#### Selected excerpt
↓

George Brandis – listen to your advisers and authorise that national enquiry into surrogacy practice by Australians at home and overseas. It is urgently needed.

And for those concerned about outcomes for children – come over for dinner with my kids. Maybe you'll observe what child and adult psychology experts have concluded – the quality of our family relationships and our children's wider social environment are far more influential in their psychological development than how they were brought into this world.

The case against commercial surrogacy
Bernadette Tobin is the director of the Plunkett Centre for Ethics at St Vincent's Hospital and the Australian Catholic University.

An ethically sound underpinning for laws permitting commercial surrogacy In Australia?  It's just not possible.

Chief Justice Diana Bryant has been reported as saying that Australia could create legislation that protected would-be parents and surrogate mothers, and "most importantly" the children born of their contracts, legislation which would provide an ethical underpinning for commercial surrogacy.

↑

#### Task 1
According to the surrogacy excerpt, what position does Bernadette Tobin hold?
#### Task 2
Reproduce word for word the part of the surrogacy excerpt starting with "And for those" and going on through "into this world.".
You can complete this work without the listing.

#### Listed records
↓

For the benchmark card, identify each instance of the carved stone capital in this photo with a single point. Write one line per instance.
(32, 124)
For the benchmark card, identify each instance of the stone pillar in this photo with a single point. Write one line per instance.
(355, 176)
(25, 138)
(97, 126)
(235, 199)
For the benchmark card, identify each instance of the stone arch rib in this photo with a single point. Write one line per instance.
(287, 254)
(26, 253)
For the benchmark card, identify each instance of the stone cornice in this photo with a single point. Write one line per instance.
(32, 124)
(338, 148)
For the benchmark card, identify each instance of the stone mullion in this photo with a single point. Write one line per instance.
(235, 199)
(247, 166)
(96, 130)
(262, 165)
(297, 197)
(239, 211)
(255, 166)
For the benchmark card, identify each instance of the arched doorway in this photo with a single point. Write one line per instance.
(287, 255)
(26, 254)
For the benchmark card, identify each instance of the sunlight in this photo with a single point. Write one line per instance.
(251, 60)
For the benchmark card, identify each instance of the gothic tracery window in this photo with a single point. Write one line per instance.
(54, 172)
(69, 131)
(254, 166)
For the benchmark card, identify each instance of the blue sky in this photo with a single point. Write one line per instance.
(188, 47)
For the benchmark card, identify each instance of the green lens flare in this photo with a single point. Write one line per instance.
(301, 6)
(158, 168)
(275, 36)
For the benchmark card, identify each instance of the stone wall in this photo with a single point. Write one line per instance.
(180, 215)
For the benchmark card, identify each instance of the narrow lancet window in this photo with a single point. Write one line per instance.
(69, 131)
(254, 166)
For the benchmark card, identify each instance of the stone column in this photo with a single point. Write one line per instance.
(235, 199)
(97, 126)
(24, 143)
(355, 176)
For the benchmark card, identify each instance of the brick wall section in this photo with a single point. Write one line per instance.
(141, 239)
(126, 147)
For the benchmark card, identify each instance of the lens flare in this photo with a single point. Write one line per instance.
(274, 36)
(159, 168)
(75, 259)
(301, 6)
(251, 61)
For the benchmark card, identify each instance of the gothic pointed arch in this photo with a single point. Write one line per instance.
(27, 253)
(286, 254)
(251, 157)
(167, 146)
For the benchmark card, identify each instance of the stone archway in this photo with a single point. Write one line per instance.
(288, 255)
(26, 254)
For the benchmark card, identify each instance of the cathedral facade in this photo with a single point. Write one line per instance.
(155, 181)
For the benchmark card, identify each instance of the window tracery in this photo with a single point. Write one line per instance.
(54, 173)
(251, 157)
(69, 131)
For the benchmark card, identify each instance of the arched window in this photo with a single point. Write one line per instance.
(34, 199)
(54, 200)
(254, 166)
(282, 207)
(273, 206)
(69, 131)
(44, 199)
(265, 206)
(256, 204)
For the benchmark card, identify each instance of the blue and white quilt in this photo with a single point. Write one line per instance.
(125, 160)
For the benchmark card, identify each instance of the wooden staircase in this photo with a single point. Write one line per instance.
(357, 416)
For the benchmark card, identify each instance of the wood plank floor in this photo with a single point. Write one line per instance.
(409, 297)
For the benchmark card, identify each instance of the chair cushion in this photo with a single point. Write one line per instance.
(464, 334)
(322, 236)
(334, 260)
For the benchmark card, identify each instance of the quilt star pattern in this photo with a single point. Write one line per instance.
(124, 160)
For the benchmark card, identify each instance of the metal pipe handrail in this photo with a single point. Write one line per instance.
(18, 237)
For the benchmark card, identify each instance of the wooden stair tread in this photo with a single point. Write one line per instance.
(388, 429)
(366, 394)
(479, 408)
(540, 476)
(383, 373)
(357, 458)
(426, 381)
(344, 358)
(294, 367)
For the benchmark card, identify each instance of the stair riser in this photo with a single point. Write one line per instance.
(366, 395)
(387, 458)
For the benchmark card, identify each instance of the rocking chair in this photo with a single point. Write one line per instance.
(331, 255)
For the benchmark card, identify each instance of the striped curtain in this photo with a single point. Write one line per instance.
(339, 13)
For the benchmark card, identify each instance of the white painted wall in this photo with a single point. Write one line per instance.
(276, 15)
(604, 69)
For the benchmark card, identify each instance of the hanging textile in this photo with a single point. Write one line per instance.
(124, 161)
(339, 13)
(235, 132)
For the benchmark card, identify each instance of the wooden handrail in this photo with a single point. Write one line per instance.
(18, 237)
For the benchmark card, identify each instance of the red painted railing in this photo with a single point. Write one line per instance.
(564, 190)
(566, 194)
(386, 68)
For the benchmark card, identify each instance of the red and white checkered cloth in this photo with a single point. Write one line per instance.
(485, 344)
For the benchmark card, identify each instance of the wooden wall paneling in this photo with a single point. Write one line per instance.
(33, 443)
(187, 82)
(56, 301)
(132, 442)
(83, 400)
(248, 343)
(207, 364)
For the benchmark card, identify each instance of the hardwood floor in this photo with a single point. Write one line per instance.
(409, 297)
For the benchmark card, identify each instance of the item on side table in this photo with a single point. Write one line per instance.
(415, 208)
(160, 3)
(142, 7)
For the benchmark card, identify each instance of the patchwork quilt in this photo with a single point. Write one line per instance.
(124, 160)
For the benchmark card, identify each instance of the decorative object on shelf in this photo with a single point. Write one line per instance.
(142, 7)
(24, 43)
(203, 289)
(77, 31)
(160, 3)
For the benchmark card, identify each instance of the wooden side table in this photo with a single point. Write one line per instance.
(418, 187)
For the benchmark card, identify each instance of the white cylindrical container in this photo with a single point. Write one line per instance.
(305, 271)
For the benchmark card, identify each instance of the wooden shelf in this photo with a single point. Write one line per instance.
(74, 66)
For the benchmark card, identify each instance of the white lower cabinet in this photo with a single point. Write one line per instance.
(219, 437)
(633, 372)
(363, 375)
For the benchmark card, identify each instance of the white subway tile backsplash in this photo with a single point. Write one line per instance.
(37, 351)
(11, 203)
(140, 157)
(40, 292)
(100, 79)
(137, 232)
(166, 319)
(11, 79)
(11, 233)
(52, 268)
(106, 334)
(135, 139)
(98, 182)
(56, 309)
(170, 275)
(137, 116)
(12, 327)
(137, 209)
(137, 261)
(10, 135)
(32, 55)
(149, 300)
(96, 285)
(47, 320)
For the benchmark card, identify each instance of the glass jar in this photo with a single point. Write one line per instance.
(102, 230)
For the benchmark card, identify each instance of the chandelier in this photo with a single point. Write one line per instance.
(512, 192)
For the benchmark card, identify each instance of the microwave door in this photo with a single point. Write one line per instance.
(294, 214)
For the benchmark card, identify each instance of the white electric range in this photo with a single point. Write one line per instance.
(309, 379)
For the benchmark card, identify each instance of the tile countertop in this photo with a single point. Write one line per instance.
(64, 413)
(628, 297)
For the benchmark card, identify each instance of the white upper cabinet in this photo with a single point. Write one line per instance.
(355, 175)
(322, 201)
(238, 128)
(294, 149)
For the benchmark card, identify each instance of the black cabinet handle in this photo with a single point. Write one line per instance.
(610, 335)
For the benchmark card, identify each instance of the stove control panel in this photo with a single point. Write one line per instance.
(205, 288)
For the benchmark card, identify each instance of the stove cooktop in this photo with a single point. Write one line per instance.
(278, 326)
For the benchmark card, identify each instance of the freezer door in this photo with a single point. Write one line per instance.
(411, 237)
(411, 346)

↑

#### Response box 1
She is the director of the Plunkett Centre for Ethics at St Vincent's Hospital and the Australian Catholic University.

#### Response box 2
And for those concerned about outcomes for children – come over for dinner with my kids. Maybe you'll observe what child and adult psychology experts have concluded – the quality of our family relationships and our children's wider social environment are far more influential in their psychological development than how they were brought into this world.